What is required -> Determine the number of lines in the following entries that hold the word "cloud". Give only that number.
◆ ◆ ◆ ◆ ◆ ◆ ◆
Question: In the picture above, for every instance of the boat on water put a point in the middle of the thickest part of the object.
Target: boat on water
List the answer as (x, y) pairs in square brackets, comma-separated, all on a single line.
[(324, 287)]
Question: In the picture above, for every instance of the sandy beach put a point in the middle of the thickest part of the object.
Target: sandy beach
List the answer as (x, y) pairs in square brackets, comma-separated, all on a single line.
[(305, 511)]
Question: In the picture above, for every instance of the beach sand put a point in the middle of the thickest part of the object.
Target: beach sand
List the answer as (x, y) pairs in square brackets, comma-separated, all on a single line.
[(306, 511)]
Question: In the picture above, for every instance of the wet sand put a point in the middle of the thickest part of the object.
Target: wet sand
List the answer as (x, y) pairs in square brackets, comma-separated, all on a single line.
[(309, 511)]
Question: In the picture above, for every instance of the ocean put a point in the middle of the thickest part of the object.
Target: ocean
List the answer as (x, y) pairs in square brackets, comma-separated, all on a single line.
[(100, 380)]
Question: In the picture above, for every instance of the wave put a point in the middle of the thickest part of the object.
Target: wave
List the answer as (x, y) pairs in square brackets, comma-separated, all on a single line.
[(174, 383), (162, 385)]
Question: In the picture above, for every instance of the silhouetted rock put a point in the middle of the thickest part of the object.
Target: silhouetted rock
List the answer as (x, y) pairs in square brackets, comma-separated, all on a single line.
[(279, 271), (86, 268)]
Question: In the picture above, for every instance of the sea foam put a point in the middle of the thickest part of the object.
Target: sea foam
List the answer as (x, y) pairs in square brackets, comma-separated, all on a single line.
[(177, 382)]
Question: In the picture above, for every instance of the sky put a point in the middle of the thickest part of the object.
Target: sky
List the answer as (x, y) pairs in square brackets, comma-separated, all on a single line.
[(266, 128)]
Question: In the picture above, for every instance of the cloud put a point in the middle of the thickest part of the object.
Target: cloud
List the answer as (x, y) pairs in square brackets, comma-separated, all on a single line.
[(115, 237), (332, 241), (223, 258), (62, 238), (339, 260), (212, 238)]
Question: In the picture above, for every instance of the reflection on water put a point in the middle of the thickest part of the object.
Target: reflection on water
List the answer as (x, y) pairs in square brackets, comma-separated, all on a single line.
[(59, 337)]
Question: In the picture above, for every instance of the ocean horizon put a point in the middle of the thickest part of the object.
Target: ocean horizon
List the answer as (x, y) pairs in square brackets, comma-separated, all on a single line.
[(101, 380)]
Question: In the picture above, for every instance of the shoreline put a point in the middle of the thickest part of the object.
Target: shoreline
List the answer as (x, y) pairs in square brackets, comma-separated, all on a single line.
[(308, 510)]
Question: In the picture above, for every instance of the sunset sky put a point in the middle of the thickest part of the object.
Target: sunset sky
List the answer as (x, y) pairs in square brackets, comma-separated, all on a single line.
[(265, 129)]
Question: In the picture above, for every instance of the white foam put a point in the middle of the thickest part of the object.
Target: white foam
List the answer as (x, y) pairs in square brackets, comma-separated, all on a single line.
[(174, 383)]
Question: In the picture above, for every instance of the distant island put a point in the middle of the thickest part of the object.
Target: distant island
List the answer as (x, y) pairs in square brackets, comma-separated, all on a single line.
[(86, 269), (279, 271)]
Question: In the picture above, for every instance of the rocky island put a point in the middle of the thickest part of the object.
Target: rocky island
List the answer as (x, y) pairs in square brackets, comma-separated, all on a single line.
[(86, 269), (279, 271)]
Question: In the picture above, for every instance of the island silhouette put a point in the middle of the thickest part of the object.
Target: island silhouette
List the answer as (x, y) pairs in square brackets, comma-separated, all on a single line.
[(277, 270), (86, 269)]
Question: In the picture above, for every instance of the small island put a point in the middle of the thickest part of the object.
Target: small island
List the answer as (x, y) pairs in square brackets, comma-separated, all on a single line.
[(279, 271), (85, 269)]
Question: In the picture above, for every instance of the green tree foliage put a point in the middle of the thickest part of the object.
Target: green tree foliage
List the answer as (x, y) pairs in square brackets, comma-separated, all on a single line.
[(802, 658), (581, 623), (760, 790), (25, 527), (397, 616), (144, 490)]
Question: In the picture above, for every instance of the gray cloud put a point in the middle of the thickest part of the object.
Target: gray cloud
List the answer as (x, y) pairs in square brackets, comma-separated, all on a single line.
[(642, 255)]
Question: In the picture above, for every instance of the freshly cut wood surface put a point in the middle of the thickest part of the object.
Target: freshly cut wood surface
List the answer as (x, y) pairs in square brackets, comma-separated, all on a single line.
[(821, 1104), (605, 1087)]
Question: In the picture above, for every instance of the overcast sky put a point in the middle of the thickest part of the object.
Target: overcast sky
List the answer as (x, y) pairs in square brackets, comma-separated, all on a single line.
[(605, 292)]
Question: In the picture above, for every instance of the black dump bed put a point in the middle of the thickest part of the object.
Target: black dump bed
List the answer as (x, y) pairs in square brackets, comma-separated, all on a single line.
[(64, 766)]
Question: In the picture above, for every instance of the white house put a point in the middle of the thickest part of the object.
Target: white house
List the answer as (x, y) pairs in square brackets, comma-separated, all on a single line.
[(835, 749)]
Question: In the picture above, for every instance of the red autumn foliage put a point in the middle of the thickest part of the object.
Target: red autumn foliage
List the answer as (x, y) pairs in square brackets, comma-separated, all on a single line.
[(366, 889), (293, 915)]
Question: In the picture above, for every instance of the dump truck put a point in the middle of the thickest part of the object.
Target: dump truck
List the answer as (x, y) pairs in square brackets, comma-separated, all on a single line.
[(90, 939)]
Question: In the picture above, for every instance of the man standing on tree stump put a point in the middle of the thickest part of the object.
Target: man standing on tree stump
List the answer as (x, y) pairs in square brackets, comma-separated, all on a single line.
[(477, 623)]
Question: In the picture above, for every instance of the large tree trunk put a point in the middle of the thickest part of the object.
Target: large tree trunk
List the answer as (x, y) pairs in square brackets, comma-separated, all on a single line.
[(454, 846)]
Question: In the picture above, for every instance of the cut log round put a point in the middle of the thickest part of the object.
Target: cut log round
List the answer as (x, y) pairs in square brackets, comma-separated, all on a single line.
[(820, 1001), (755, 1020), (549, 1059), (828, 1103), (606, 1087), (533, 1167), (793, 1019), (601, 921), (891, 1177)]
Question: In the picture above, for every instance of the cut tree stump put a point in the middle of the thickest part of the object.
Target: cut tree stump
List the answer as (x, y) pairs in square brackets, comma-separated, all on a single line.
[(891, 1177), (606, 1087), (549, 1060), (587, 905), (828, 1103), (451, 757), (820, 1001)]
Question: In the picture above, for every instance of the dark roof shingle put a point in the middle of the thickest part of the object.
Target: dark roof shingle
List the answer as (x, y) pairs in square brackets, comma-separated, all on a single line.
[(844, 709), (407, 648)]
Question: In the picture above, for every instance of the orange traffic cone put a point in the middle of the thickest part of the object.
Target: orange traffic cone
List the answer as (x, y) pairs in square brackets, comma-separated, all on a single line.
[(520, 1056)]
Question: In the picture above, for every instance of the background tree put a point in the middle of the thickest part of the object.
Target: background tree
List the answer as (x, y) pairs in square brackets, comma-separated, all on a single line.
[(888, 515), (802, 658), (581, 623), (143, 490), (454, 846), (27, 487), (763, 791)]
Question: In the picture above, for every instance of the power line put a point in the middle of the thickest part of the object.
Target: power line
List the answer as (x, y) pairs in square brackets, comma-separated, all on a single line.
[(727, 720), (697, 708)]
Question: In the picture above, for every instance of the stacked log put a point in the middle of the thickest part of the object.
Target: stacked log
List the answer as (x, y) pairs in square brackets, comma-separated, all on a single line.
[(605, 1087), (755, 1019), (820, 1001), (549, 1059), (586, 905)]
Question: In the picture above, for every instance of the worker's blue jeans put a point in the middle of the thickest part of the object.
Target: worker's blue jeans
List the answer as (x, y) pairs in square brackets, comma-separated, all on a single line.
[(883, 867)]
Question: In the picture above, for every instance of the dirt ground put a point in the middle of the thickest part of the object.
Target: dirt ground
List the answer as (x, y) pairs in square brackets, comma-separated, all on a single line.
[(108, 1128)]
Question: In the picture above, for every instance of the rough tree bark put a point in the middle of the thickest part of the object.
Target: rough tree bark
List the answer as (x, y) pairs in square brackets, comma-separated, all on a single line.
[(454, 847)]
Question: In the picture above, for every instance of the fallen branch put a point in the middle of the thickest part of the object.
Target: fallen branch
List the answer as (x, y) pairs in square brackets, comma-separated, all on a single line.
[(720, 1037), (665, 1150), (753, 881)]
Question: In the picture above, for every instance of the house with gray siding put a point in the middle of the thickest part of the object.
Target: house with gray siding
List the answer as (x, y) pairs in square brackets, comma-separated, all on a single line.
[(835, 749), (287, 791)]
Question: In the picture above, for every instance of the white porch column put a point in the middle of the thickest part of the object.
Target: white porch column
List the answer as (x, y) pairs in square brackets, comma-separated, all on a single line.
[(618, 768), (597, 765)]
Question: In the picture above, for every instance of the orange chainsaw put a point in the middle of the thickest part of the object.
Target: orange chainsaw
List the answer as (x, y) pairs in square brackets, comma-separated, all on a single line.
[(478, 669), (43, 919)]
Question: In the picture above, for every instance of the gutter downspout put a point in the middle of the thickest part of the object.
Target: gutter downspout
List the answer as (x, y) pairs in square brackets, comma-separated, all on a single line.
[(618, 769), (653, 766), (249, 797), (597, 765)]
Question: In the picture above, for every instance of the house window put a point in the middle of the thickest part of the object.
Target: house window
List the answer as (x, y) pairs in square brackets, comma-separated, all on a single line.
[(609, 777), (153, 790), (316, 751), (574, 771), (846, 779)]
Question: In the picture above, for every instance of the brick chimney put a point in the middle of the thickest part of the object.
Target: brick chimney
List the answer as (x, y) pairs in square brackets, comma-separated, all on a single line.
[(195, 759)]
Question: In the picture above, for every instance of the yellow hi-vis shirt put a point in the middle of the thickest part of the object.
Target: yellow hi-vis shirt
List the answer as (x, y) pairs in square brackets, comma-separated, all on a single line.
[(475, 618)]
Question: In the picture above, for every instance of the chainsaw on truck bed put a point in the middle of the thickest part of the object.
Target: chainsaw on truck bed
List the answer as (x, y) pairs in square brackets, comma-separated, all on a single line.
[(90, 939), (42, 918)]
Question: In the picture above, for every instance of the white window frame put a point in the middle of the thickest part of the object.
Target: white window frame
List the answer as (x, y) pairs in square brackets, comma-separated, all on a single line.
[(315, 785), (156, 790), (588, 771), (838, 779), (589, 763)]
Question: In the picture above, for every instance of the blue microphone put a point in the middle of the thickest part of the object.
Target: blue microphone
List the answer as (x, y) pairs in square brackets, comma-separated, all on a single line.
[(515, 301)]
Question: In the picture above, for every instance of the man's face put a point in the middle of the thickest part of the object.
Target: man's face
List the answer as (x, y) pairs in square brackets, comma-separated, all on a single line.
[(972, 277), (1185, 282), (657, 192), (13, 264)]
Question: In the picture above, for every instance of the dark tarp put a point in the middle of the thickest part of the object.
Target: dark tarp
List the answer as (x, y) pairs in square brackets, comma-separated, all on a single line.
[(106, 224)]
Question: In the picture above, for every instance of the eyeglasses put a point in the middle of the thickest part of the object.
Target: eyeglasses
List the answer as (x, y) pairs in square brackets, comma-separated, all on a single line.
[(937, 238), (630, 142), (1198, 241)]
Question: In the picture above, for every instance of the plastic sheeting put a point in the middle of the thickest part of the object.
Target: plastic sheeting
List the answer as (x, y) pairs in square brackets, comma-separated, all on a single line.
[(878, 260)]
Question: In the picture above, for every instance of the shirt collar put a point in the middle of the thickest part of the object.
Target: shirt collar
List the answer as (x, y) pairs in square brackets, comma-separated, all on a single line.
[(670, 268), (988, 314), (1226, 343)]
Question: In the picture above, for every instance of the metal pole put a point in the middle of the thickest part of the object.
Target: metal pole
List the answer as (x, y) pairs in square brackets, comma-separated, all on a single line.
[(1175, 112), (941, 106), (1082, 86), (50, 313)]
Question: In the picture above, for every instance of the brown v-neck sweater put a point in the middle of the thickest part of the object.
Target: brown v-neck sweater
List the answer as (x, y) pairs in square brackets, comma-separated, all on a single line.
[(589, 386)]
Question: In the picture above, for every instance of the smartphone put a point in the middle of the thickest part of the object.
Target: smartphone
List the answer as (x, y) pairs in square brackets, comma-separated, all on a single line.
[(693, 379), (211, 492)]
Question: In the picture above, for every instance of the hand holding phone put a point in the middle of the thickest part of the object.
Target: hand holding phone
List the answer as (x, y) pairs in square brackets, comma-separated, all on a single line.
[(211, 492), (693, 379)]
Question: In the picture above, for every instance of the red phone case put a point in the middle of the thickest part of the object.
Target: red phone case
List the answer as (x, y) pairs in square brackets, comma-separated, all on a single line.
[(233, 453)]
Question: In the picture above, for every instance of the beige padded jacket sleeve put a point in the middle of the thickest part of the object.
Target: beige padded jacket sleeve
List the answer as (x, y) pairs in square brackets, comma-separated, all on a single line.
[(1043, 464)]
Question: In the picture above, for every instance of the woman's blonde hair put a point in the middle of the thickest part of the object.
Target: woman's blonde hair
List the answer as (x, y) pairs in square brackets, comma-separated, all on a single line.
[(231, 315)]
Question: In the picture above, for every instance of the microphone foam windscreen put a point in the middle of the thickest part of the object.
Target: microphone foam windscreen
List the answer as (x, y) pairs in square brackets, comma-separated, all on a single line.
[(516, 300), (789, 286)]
◆ ◆ ◆ ◆ ◆ ◆ ◆
Solution -> 4